■ **Exercise description**:
Return every entry exactly as written.

## START

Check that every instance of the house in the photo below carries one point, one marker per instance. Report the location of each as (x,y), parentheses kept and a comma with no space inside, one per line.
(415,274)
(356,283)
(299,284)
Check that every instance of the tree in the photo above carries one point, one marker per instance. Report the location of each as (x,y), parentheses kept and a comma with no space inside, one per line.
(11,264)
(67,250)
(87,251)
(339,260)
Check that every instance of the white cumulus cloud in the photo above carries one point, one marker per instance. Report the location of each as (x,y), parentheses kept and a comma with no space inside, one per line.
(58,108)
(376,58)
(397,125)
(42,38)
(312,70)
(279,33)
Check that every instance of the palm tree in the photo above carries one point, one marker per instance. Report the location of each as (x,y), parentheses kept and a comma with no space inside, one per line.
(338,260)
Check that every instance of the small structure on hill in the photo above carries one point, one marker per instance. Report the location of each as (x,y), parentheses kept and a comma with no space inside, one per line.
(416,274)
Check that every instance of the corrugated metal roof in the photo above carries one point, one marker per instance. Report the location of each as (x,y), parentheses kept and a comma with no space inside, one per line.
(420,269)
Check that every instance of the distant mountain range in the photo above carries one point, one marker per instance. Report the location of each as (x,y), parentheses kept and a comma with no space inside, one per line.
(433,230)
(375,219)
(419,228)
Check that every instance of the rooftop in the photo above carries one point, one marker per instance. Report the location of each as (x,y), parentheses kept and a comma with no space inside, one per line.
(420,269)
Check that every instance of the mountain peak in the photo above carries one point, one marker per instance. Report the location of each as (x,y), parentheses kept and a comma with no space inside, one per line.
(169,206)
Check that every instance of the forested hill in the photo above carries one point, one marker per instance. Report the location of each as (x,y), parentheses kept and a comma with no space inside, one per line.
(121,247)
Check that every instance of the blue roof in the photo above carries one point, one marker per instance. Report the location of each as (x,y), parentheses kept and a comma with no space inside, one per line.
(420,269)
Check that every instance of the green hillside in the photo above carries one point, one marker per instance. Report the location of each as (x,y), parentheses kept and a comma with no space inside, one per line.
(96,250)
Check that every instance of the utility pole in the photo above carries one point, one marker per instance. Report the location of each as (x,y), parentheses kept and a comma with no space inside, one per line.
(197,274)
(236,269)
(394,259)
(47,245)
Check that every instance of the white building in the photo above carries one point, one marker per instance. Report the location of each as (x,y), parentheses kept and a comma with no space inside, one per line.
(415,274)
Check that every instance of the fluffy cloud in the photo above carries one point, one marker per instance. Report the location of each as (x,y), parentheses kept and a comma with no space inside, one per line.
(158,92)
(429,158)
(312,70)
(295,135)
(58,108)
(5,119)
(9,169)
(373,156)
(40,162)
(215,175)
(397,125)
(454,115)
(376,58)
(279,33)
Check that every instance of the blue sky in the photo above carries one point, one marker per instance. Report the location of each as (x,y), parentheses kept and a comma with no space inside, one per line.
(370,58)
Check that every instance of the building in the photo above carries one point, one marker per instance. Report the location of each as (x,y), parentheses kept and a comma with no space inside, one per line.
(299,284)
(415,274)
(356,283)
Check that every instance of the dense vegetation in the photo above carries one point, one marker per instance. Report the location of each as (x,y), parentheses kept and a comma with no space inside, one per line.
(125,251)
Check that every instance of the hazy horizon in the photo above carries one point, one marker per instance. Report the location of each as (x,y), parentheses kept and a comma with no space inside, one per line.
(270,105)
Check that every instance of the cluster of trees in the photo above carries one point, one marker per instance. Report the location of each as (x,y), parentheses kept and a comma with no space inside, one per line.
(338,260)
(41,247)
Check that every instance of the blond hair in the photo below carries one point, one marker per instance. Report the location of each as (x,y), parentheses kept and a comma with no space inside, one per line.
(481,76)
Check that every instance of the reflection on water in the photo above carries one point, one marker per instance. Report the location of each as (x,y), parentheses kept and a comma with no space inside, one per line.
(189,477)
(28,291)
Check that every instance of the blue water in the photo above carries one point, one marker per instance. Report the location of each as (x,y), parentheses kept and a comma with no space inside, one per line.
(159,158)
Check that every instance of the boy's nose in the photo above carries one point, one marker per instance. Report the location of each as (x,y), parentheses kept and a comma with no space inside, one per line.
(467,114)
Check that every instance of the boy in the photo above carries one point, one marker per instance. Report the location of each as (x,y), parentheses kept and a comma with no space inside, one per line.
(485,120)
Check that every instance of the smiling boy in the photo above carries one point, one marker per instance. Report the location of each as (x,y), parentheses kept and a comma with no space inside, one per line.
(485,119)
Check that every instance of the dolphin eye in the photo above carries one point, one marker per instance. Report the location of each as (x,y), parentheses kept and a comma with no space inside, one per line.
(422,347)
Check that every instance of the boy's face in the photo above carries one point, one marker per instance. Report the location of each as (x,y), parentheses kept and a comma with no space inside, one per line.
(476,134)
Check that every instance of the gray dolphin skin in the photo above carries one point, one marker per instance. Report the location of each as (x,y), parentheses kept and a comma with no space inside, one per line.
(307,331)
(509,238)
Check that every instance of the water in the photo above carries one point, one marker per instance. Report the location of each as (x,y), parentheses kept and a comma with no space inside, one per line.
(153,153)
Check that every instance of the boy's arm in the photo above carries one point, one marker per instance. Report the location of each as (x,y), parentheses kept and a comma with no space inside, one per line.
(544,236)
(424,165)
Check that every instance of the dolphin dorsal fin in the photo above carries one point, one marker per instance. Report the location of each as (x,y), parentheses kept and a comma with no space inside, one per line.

## END

■ **Correct answer**:
Check that every instance of the house in the photo below carries one point, one marker per instance. Report the location of each as (x,y), parentheses kept and a comma with no space inside, one per line.
(415,274)
(356,283)
(299,284)
Check that every instance of the tree in the photo above carries one point, one marker per instance. Report the location of each as (x,y), parentheses kept and a comma with no space inside, one per line.
(11,264)
(67,250)
(87,251)
(339,260)
Check that every instance of the white cumulus cloud in the photo above carries one point, one marker per instance. Report the location of each as (x,y), parentheses kept and a comma with no space inside, one per line.
(58,108)
(376,58)
(397,125)
(42,38)
(312,70)
(279,33)
Check that every instance of the palm tree in the photo above carries one point, one marker per instance. Report the location of each as (x,y), parentheses kept and a comma with no space inside, one per line.
(338,260)
Check that every instance of the small structure on hill in the photo above carries one point, one marker per instance. Report the location of each as (x,y), parentheses kept and a comma with no space inside, one per line.
(416,274)
Check that every instance of the corrugated metal roof in the photo above carries one point, one marker per instance. Report the location of each as (x,y), parentheses kept and a comma with no space inside, one per line.
(420,269)
Check that every instance of the distant mountain range in the photo above carries one point, one marker per instance. Report the location of each as (x,y), parentheses kept and a comma with no space inside, one per line.
(433,230)
(375,219)
(419,228)
Check that every instance of the rooftop in the photo above carries one point, one marker per instance. Report the location of each as (x,y), parentheses kept and a comma with no space inside, one per line.
(420,269)
Check that every instance of the mountain peak in the photo above carries one point, one marker per instance. Report the location of each as (x,y), parentheses kept and a comma with no space inside, one per line.
(169,206)
Check that every instance of the forested hill in the photo above carries one point, one marker per instance. Report the location of each as (x,y), parentheses kept and a comma with no space inside, one per line.
(121,247)
Check that every instance of the blue roof in the photo above carries one point, one marker per instance. Report the location of each as (x,y), parentheses kept and a comma with no space inside, one per line.
(420,269)
Check that every instance of the green hillside in the photo above carries one point, one marker per instance. Report the location of each as (x,y), parentheses kept and a comma with no space inside, one per line.
(96,250)
Check that every instance of the utility pole in the photo above carries one point, one marker per instance. Report the location of each as (x,y), parentheses kept and a comma with no space inside, one per line.
(197,274)
(236,269)
(394,259)
(47,245)
Check that every instance of the white building in the photo above carries one point, one marker per instance. Report the location of each as (x,y), parentheses kept and a comma with no space inside, one per line.
(415,274)
Check that every instance of the fluffy cloud in the photo above carries one point, one marker per instance. Report the location of each as (x,y), parentheses kept and a comma with no space inside, one per line.
(158,92)
(429,158)
(312,70)
(295,135)
(58,108)
(5,119)
(9,169)
(373,156)
(40,162)
(215,175)
(397,125)
(454,115)
(376,58)
(279,33)
Check that every instance of the blue sky in the photo above carries one point, one marker per instance. Report the location of each as (x,y), parentheses kept and a comma with no space inside, one per line.
(370,58)
Check that every instance of the building in the photo above carries one point, one marker per instance. Report the location of each as (x,y), parentheses kept and a comma with no space inside, one per line.
(299,284)
(415,274)
(356,283)
Check that every instance of the dense vegetation in the photo above carries one point, one marker per instance. Report the location of each as (x,y), parentheses kept and a comma with no space inside, one per line.
(125,251)
Check that every instance of the hazy horizon in the photo above carries one point, one marker per instance. Report the location of each as (x,y), parentheses kept and a comma with no space inside, one per line.
(270,105)
Check that every instance of the cluster of trees in the photo above carries one point, one marker per instance. Report the location of each as (x,y), parentheses kept and a comma with no space inside, one per line.
(338,260)
(41,247)
Check that every instance of the blond hair in the photo below carries one point, one marker per instance. Report the location of each as (x,y), parentheses kept and a comma with no space inside, one per line.
(481,76)
Check that every instance of the reflection on water in the photo above carries one point, one marker per instance. Report the location of each as (x,y), parentheses kept and a comma with no space inside, one per line.
(189,477)
(28,291)
Check that every instance of the blue water in the photo above carries one point, one marker per instance. Report the location of each as (x,y), parentheses kept and a comma with no space inside, one per line.
(159,158)
Check that every instance of the boy's nose in the photo above carries one point, one marker per instance. Report the location of each as (x,y), parentheses kept and a comma with no space inside, one per line.
(467,114)
Check that every instance of the boy in the photo above carries one point, one marker per instance. Report the location of each as (x,y), parentheses kept and a comma with no space inside, one per line.
(485,120)
Check that every instance of the smiling boy in the photo above carries one point, one marker per instance. Report the location of each as (x,y), parentheses kept and a comma with no space inside, one per line.
(485,119)
Check that every instance of the dolphin eye in the photo above carries one point, one marker per instance. Report the location of each as (x,y), parentheses kept and a comma with no space inside, one per line.
(422,347)
Check that every instance of the boy's face in the photo above carries one point, one marker per instance. Report the location of each as (x,y), parentheses kept and a comma with no space inside, one per line.
(476,134)
Check that every instance of the gray dolphin skin in the photo above carries one point, one marker per instance. Report the location of each as (x,y), parentheses kept and a comma with no space inside, one per line.
(307,331)
(509,238)
Check that every instance of the water in the photo above carries one point, one marker per instance. Report the location of each as (x,y), parentheses kept and a comma with no space inside, one per line.
(153,153)
Check that every instance of the boy's arm in the photo above carries one point, one marker per instance. Report the location of each as (x,y), parentheses kept and a comma with no space inside, one per line.
(544,236)
(424,165)
Check that every instance of the dolphin dorsal fin in the photo above carries one point, one marker per instance. Report the location of each as (x,y), parentheses kept and a comma with no space inside, one per line.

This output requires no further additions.